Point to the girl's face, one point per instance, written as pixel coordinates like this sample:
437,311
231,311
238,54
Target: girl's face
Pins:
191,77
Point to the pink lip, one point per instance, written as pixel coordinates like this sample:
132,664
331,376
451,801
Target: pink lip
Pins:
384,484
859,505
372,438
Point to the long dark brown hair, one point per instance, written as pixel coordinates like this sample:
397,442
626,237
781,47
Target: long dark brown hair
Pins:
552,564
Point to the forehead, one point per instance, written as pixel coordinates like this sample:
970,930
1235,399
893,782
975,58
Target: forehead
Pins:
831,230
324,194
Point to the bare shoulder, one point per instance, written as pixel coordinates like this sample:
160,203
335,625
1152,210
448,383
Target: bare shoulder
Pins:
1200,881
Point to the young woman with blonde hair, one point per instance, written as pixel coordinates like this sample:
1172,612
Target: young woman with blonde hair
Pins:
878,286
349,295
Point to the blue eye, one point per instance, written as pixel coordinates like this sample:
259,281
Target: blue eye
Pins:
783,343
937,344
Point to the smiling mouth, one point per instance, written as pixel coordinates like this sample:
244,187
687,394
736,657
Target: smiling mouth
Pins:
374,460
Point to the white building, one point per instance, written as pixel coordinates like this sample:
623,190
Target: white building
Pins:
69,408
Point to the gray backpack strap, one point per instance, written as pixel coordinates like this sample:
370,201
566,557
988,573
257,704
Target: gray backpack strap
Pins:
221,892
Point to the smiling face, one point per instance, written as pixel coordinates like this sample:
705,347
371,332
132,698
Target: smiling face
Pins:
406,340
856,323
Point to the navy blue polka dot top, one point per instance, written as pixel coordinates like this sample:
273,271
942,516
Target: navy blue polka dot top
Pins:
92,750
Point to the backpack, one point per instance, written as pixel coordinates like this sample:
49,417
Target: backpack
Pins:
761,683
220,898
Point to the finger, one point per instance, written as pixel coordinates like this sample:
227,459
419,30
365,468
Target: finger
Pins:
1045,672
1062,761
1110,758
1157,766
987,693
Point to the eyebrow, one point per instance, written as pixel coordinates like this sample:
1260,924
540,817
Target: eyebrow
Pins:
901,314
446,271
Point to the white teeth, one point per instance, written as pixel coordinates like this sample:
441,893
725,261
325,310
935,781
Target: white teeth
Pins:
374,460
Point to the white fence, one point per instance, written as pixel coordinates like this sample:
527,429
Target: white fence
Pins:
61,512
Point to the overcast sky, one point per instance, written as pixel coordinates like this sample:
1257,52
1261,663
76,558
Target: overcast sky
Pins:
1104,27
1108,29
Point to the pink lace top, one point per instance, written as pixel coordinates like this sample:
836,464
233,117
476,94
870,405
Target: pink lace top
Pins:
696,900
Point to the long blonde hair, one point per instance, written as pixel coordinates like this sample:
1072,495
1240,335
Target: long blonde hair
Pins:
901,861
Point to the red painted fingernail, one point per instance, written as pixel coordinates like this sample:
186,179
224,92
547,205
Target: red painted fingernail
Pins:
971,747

- - - - - - -

Print, exactly as given, the lines from the one with "Point to the red" through the last line of the material above, and no others.

Point to the red painted fingernail, one point per instance, written as pixel coordinates like this sample:
186,179
224,92
547,205
Target: red painted fingernail
Pins:
971,747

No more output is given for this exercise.